**TASKS AND EXERCISES:**
(1) Revise the explanation of building rings by generators and relations from "The problem from this perspective is not" to "hence $1 = 0$.", using "factor ring" in place of "quotient ring".
(2) Extend the explanation of building rings by generators and relations, picking up after its final sentence.

**ARTICLE:**
%%

So, that's not quite what's going on. We actually force the desired algebraic properties to hold; that is, it's not that we somehow "expect" multiplication to be associative and commutative but that we declare by fiat that multiplication is associative and commutative, and so forth. This can be formalized in ring theory using the idea of a presentation of a ring by generators and relations; formally, this approach amounts to constructing $\mathbb{C}$ as a quotient ring $\mathbb{R}[i]/(i^2 + 1)$.

The problem from this perspective is not "logical consistency" as such; rather, the problem from this perspective is that we don't know whether or not all the properties we're forcing will force every element to be equal to $0$. This is a real thing that can actually happen, for example if we tried to add a new value $\infty$ satisfying $0 \cdot \infty = 1$; this amounts to constructing the quotient ring $\mathbb{R}[\infty]/(0 \cdot \infty - 1)$, and in this quotient ring we have that

$$0 \cdot \infty + 0 \cdot \infty = (0 + 0) \cdot \infty = 0 \cdot \infty$$

forces $0 \cdot \infty = 0$ and hence $1 = 0$.

%%

**COLLECTED MATERIAL:**
%%

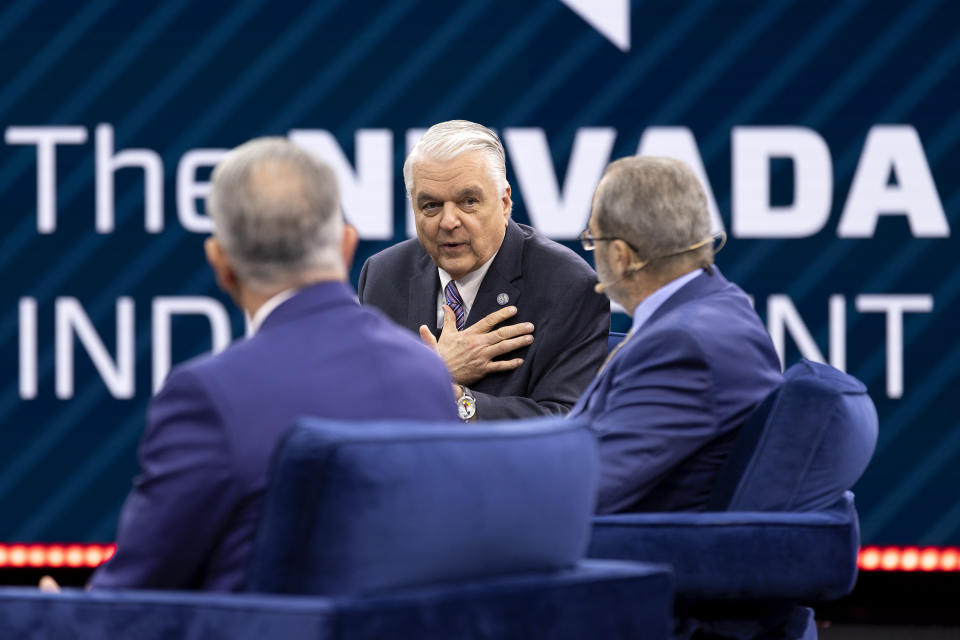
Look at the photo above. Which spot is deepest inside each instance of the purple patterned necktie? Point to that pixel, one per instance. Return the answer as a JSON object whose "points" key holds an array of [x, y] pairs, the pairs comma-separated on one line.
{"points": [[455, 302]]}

%%

**ANSWERS TO THE EXERCISES:**
(1)
The problem from this perspective is not "logical consistency" as such; rather, the problem from this perspective is that we don't know whether or not all the properties we're forcing will force every element to be equal to $0$. This is a real thing that can actually happen, for example if we tried to add a new value $\infty$ satisfying $0 \cdot \infty = 1$; this amounts to constructing the factor ring $\mathbb{R}[\infty]/(0 \cdot \infty - 1)$, and in this factor ring we have that

$$0 \cdot \infty + 0 \cdot \infty = (0 + 0) \cdot \infty = 0 \cdot \infty$$

forces $0 \cdot \infty = 0$ and hence $1 = 0$.

(2)
You could think of this as a "logical inconsistency" in the sense that it proves the "contradiction" $1 = 0$, but in modern mathematics we don't think of it that way, because the symbols $1$ and $0$ don't have their ordinary meanings anymore; they are actually an (extremely common and standard) abuse of notation referring to new entities $1'$ and $0'$ which take values in our new quotient ring $\mathbb{R}[\infty]/(0 \cdot \infty - 1)$, and the fact that $1' = 0'$ in this ring doesn't have any bearing on whether $1 = 0$ in the ordinary real numbers. It's just that this new ring is the zero ring which means computations in it aren't useful for anything.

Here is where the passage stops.